Which lines in the records below contain the word "woman"? Find each one and copy it out in full.

* Material for this exercise *

○ ○ ○ ○ ○

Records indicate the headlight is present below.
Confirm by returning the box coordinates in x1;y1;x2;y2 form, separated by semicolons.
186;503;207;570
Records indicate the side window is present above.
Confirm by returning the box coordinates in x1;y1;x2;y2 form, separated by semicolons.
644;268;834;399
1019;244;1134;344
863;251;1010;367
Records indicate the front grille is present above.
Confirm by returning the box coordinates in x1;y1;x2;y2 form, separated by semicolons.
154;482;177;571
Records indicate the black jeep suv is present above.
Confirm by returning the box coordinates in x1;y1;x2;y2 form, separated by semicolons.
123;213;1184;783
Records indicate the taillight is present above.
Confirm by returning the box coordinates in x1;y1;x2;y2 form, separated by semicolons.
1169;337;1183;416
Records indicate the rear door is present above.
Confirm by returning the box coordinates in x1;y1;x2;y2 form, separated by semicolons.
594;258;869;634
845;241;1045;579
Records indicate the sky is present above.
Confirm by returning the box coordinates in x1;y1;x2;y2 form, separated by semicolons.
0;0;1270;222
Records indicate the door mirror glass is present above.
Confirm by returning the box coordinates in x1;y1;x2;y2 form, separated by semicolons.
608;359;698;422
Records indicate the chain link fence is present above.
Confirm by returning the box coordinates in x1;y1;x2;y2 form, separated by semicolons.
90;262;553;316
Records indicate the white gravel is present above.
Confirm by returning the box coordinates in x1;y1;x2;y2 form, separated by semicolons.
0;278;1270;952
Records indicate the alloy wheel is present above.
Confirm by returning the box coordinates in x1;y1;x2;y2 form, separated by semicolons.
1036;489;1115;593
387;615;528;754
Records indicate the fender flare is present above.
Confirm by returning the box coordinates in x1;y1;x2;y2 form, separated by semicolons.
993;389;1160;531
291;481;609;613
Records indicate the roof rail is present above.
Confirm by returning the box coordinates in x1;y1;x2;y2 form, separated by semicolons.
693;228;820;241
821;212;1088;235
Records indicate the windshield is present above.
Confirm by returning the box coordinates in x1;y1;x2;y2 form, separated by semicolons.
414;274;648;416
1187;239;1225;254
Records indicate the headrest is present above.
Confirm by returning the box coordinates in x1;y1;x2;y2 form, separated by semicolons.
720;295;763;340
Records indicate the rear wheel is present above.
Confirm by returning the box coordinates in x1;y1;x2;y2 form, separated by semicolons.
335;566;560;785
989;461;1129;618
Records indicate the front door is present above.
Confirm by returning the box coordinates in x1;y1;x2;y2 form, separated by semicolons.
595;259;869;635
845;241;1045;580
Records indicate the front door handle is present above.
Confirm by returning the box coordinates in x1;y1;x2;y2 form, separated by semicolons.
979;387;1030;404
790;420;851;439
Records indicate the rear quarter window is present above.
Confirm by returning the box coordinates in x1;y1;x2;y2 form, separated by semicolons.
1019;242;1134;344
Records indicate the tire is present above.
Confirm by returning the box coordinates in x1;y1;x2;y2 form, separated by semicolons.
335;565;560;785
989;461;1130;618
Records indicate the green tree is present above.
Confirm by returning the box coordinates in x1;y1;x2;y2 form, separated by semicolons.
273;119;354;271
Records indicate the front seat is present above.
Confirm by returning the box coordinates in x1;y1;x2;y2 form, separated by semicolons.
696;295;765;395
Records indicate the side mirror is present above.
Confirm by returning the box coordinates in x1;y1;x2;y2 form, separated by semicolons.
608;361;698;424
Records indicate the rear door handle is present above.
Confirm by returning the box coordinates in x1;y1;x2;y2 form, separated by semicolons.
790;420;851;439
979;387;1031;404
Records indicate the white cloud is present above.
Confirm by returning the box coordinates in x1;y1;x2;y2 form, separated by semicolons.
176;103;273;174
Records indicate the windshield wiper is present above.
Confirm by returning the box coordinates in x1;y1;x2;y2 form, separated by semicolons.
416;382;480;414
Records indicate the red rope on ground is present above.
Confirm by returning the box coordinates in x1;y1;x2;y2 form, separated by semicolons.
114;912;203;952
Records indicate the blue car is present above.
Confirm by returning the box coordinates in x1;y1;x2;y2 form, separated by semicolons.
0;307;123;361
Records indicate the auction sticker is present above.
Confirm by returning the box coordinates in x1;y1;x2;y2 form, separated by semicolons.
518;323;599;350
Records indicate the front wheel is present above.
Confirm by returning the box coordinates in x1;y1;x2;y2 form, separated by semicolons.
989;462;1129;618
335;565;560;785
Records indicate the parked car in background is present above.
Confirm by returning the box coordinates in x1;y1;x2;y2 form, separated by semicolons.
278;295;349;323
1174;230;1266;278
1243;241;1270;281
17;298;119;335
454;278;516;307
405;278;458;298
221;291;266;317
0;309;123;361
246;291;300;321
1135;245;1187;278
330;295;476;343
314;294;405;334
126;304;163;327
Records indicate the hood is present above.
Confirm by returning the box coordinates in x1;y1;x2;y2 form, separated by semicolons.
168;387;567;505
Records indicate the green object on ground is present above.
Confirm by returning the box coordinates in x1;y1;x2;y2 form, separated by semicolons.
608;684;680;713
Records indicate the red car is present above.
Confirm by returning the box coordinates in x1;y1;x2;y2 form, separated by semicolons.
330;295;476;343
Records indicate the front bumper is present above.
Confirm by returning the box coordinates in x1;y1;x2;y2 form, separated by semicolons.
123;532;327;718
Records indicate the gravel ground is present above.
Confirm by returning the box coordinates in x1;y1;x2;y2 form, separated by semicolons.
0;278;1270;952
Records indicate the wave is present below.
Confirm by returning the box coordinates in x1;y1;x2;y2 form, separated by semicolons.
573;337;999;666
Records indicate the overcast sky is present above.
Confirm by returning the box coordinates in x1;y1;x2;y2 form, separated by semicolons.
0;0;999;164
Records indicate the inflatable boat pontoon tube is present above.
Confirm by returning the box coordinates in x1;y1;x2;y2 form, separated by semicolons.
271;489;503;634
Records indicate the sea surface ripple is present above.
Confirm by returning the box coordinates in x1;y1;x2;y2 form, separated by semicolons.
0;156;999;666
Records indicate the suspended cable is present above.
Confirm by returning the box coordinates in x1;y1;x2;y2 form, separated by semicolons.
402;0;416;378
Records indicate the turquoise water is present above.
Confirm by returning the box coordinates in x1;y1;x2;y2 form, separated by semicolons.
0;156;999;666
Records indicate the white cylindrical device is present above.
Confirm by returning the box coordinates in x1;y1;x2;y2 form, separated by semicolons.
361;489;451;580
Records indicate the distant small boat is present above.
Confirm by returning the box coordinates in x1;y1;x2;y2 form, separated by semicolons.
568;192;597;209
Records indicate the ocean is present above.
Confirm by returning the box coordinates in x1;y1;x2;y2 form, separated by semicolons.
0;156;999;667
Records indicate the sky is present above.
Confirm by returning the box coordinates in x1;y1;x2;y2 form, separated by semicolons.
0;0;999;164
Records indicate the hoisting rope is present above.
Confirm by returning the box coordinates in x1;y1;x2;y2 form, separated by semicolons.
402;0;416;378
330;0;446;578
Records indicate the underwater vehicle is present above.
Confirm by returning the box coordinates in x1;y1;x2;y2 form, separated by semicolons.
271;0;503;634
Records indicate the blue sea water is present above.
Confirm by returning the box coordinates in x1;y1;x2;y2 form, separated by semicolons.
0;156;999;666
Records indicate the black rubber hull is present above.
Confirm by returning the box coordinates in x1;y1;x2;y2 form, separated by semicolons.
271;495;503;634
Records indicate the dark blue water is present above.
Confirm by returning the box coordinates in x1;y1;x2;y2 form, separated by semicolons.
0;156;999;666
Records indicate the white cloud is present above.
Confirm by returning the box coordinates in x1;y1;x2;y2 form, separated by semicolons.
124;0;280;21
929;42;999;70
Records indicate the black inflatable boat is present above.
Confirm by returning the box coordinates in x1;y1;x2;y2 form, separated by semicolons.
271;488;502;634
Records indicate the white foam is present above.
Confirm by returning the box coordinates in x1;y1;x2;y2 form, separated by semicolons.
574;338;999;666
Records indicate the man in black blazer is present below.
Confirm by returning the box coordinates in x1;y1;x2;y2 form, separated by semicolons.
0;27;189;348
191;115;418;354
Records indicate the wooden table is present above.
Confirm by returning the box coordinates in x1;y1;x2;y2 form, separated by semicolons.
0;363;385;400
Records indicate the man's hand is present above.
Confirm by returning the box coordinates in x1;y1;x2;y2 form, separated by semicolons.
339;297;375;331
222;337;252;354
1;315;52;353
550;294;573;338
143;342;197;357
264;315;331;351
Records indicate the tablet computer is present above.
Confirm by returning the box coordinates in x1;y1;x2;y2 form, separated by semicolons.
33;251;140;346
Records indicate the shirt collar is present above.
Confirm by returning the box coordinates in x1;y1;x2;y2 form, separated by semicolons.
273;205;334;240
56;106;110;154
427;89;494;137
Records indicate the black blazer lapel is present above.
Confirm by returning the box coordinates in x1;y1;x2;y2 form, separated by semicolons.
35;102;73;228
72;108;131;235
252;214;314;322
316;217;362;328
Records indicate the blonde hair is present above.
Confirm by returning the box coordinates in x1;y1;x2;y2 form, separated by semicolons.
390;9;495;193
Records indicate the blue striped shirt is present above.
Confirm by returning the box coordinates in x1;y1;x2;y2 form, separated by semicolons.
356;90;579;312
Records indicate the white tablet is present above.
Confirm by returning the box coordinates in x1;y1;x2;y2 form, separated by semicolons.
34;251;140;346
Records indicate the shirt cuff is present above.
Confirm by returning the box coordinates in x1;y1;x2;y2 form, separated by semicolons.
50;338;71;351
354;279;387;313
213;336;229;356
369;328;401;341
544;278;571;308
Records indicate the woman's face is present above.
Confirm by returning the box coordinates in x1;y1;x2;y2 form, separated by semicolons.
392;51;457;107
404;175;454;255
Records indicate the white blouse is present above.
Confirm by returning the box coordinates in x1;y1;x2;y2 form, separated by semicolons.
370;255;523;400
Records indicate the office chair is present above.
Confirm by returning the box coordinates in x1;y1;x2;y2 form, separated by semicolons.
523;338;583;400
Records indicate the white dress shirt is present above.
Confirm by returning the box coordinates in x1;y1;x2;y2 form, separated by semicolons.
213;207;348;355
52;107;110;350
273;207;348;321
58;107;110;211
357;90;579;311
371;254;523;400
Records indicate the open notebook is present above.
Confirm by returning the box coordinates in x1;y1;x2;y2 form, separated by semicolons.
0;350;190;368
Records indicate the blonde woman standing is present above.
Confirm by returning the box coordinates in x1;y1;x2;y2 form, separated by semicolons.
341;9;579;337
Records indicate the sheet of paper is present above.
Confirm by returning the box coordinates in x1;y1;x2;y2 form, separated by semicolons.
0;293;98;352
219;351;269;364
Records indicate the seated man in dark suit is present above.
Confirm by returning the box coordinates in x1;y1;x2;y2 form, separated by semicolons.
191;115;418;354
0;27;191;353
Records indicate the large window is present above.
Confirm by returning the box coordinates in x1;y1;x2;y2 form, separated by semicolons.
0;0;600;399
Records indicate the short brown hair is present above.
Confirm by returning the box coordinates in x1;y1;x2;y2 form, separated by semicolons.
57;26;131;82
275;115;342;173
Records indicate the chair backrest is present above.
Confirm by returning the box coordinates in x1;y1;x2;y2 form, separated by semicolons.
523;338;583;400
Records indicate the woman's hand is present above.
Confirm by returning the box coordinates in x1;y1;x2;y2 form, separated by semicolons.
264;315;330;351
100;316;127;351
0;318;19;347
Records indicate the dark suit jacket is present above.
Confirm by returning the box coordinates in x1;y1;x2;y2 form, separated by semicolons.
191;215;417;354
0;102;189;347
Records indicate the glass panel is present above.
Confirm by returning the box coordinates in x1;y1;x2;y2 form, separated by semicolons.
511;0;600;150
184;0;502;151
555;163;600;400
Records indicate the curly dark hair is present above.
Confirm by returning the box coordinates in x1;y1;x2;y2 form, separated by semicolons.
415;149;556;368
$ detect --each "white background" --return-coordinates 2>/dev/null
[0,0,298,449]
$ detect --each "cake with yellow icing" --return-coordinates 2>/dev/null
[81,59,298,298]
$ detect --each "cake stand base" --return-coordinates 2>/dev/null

○ ○ ○ ○ ○

* Result of the task *
Records indicate the woman's face is present above.
Records indicate the blonde woman standing is present above.
Records indicate the woman's hand is present above.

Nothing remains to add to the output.